*WHAT YOU NEED TO DO*
a) In the validation report, how many different sentences did each speaker read?
b) Rewrite the validation report from "The speech corpus of" to "the selected subsamples.", putting "automatic checks" in place of "formal checks".

Revalidation Report for the PhonDat2 Database






Authors
Florian Schiel, Angela Baumann, Katerina Louka
Affiliation  
BAS Bayerisches Archiv für Sprachsignale
Institut für Phonetik
Universität München
Postal address
Schellingstr. 3
D 80799 München
E-Mail

bas@phonetik.uni-muenchen.de
Telephone
+49-89-2180-2758
Fax
+49-89-2800362
Corpus Version
2.5
Date
25/06/2003
Status
final
Comment
The following validation results show a lack of essential information in documentation and annotation. The usability of the corpus for other applications may be reduced.
Validation Guidelines
Florian Schiel: The Validation of Speech Corpora, <Verlag>, 2003, www.bas.uni-muenchen.de/Forschung/BITS/TP2/Cookbook 


















Validation Results of the PhonDat2 Corpus

Summary

The speech corpus of PhonDat2 has been validated against general principles of good practise. The
validation covered completeness, formal checks and manual checks of the selected subsamples.
The missing data reduces the corpus in its usability and there could occur problems in using the
corpus for other applications. 

Introduction and Corpus Description

This document summarizes the results of an inhouse validation of the speech corpus PhonDat2
made in the year 2003 within the project 'BITS' by the Institute of Phonetics of the
Ludwig-Maximilians-University Munich. The corpus was produced at three different
sites in Germany, namely the University of Kiel, the University of Bonn and the University of
Munich. The language of the corpus is German. Recordings were made for a train inquiry system
and were accurately controlled by a supervisor in quiet studio environment. Speakers had to read
prompts from a screen which were formulated like speakers would talk to an automatic dialog
system. The corpus contains the read speech of 16 different speakers and each speaker had to read
a corpus of 200 different sentences. All utterances were recorded by a variety of different Sennheiser
microphones. Annotations were made for word segmentation (s0-files), phonological hand
segmentation (s1-files), automatic time alignment (s2-files) and prosodic labeling (pr-files).

*EXTRACTED RECORDS*
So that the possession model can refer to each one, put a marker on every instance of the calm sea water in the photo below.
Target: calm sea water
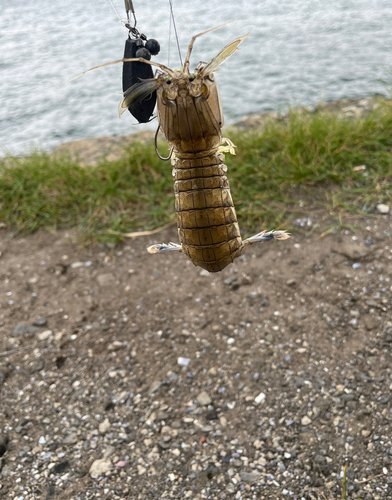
(298, 52)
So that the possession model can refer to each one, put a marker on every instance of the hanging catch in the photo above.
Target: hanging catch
(190, 116)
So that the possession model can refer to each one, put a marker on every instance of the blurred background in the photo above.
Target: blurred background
(299, 52)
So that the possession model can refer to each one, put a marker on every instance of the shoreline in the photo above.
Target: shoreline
(89, 152)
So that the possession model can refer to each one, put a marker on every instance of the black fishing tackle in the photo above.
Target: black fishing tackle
(137, 45)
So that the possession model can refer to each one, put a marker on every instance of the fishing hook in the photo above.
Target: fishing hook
(156, 148)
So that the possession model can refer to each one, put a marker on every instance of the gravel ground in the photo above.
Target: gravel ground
(127, 375)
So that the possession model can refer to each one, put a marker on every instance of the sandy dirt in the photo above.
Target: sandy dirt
(137, 376)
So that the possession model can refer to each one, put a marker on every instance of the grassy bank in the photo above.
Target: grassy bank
(306, 159)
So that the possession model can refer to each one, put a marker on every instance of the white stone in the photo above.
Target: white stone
(183, 361)
(140, 469)
(99, 467)
(44, 335)
(104, 426)
(382, 208)
(204, 399)
(260, 398)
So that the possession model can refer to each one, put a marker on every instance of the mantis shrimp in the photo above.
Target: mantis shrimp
(190, 116)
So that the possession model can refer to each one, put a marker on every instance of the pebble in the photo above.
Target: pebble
(382, 208)
(104, 426)
(154, 387)
(100, 467)
(106, 279)
(71, 438)
(22, 329)
(250, 477)
(183, 361)
(260, 398)
(41, 322)
(204, 399)
(46, 334)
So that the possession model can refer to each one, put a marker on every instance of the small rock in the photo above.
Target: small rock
(36, 366)
(212, 415)
(104, 426)
(75, 265)
(230, 280)
(154, 387)
(257, 444)
(204, 399)
(260, 398)
(250, 477)
(60, 467)
(100, 467)
(382, 208)
(71, 438)
(44, 335)
(40, 322)
(106, 279)
(22, 328)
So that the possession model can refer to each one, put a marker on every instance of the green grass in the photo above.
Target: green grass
(305, 160)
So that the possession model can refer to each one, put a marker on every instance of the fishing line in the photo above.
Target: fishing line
(115, 10)
(175, 30)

*RESPONSE LIST*
a) 200

b)
The speech corpus of PhonDat2 has been validated against general principles of good practise. The
validation covered completeness, automatic checks and manual checks of the selected subsamples.